* Begin *

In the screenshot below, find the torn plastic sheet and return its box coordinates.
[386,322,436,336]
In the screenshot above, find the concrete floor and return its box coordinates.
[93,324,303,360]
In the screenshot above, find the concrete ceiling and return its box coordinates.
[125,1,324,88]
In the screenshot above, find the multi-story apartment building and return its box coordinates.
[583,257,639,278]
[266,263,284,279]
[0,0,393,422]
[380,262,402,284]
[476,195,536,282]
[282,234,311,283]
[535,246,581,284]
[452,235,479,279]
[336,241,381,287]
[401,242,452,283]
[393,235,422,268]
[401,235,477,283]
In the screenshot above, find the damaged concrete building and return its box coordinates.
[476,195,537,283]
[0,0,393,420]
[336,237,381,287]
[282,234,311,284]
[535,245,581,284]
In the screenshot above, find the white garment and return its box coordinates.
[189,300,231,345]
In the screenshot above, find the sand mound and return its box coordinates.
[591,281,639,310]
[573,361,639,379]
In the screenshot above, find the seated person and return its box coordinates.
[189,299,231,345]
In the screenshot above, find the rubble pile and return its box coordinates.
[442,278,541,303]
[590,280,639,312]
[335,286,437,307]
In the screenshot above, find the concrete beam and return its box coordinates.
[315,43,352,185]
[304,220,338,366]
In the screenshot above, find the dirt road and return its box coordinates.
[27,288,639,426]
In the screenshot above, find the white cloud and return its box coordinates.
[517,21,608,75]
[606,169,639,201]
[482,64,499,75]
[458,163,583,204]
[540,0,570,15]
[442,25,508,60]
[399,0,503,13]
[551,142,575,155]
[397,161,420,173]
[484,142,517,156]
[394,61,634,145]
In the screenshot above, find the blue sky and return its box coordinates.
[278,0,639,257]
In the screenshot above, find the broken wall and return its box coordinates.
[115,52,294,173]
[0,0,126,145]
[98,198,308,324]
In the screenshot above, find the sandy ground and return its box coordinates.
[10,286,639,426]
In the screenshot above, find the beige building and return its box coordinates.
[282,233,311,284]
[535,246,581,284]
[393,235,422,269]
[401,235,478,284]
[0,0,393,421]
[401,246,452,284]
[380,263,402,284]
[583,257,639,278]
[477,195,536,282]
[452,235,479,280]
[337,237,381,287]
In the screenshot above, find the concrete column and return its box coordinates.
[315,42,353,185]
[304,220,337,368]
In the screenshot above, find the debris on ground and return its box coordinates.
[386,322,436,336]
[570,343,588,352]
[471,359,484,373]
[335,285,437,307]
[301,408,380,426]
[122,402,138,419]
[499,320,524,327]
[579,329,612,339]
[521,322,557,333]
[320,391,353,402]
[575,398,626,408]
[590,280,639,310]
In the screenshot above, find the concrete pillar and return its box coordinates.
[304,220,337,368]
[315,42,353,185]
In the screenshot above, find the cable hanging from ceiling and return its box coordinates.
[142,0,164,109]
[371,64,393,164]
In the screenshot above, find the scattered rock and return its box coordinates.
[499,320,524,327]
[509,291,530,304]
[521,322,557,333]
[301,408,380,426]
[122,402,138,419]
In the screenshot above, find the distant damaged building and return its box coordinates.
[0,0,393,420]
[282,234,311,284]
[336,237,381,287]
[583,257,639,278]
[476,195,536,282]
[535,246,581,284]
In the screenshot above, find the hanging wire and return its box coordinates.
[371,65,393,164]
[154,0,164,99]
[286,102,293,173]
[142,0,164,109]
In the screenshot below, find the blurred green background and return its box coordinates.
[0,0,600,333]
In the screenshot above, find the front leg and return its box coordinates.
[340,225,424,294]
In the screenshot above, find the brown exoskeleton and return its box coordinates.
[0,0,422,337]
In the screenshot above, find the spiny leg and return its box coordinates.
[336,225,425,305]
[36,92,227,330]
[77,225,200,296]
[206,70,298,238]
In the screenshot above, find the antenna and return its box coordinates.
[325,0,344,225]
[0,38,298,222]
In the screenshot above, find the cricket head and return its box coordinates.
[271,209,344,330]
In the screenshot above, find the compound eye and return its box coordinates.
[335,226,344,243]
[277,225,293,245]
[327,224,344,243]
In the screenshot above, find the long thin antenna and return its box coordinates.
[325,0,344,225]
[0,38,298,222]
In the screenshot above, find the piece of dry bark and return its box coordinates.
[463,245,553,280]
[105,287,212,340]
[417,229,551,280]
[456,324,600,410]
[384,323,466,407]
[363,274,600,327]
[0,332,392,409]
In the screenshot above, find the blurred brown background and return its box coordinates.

* End *

## STATED GOAL
Copy every one of the records above word for word, from start to finish.

## EXPECTED ANSWER
In the screenshot below, find the torn plastic sheet and return its box coordinates.
[386,322,436,336]
In the screenshot above, find the concrete floor and return its box coordinates.
[93,324,303,360]
In the screenshot above, find the concrete ceiling and return its box coordinates.
[125,1,324,88]
In the screenshot above, find the multi-story apartment building and return its box coordinates.
[583,257,639,278]
[266,263,284,279]
[0,0,393,422]
[380,262,402,284]
[476,195,536,282]
[282,234,311,283]
[535,246,581,284]
[452,235,479,279]
[336,241,381,287]
[401,242,452,283]
[393,235,422,268]
[401,235,477,283]
In the screenshot above, find the damaged concrete building and return its box coordinates.
[476,195,537,283]
[0,0,393,420]
[336,237,381,287]
[282,234,311,284]
[535,245,581,284]
In the screenshot above, find the white garment and return its box coordinates.
[189,300,231,345]
In the screenshot above, find the sand mound and return its box coordinates.
[591,281,639,310]
[573,361,639,379]
In the screenshot above, find the seated person and return its box coordinates.
[189,299,231,345]
In the screenshot above, find the rubble pile and return its box coordinates.
[442,278,541,303]
[590,280,639,312]
[335,286,437,307]
In the screenshot above, find the concrete beam and return its box coordinates.
[315,43,352,185]
[304,220,338,366]
In the screenshot above, find the dirt road and return its box coordinates.
[27,288,639,426]
In the screenshot above, find the white cloud and return its box coordinates.
[517,21,608,75]
[606,169,639,201]
[482,64,499,75]
[458,163,583,204]
[540,0,570,15]
[442,25,508,60]
[399,0,503,13]
[551,142,575,155]
[397,161,420,173]
[484,142,517,156]
[394,61,634,145]
In the screenshot above, find the blue sky and return its box coordinates.
[278,0,639,257]
In the screenshot above, find the broken wall and return its box coordinates.
[115,52,294,173]
[0,0,126,145]
[98,198,308,324]
In the screenshot above, find the sandy ground and return its box coordinates.
[10,286,639,426]
In the screenshot above, find the beige building and return its box coordinates.
[282,233,311,284]
[535,246,581,284]
[393,235,422,269]
[401,235,478,284]
[0,0,393,421]
[401,246,452,284]
[380,263,402,284]
[583,257,639,278]
[477,195,536,282]
[452,235,479,280]
[337,237,381,287]
In the screenshot above, find the concrete column and return its box coordinates.
[315,42,353,185]
[304,220,337,368]
In the screenshot above, find the debris on ground and return its box coordinates.
[386,322,436,336]
[570,343,588,352]
[471,359,484,373]
[335,285,437,307]
[301,408,380,426]
[122,402,138,419]
[499,320,524,327]
[579,329,612,339]
[521,322,557,333]
[320,391,353,402]
[575,398,626,408]
[590,280,639,310]
In the screenshot above, find the concrete pillar and return its box coordinates.
[304,220,337,368]
[315,42,353,185]
In the screenshot above, find the cable hanging from ceiling and return its box coordinates.
[142,0,164,109]
[371,64,393,164]
In the screenshot above, find the scattered rock and return its box coordinates.
[499,320,524,327]
[509,291,530,304]
[521,322,557,333]
[301,408,380,426]
[122,402,138,419]
In the screenshot above, find the distant damaged building and return its box coordinates.
[0,0,393,420]
[282,234,311,284]
[336,237,381,287]
[583,257,639,278]
[476,195,536,282]
[535,246,581,284]
In the screenshot above, find the hanging wire and return its box coordinates.
[371,65,393,164]
[154,0,164,99]
[286,102,293,173]
[142,0,164,109]
In the screenshot below, find the blurred green background and return its box coordinates.
[0,0,600,333]
In the screenshot above, find the front leg and return its box coordinates.
[340,225,424,294]
In the screenshot above, find the brown exoskeleton and return its box coordinates.
[0,0,422,337]
In the screenshot above, find the spiny leg and return its box coordinates.
[336,225,425,305]
[36,92,227,330]
[77,225,200,296]
[206,70,298,238]
In the screenshot above, find the antenna and return its box coordinates.
[325,0,344,225]
[0,38,298,222]
In the screenshot above, find the cricket head and return its box coordinates.
[271,209,344,330]
In the screenshot above, find the compound eye and return its box coordinates.
[335,226,344,243]
[277,225,293,245]
[327,224,344,243]
In the screenshot above, find the long thin antenna and return its box coordinates.
[325,0,344,225]
[0,38,298,222]
In the screenshot above, find the piece of dry bark and return its box coordinates.
[463,245,553,280]
[105,287,212,340]
[417,229,551,280]
[456,324,600,410]
[384,323,466,407]
[363,274,600,327]
[0,332,392,409]
In the screenshot above, find the blurred brown background and return its box coordinates.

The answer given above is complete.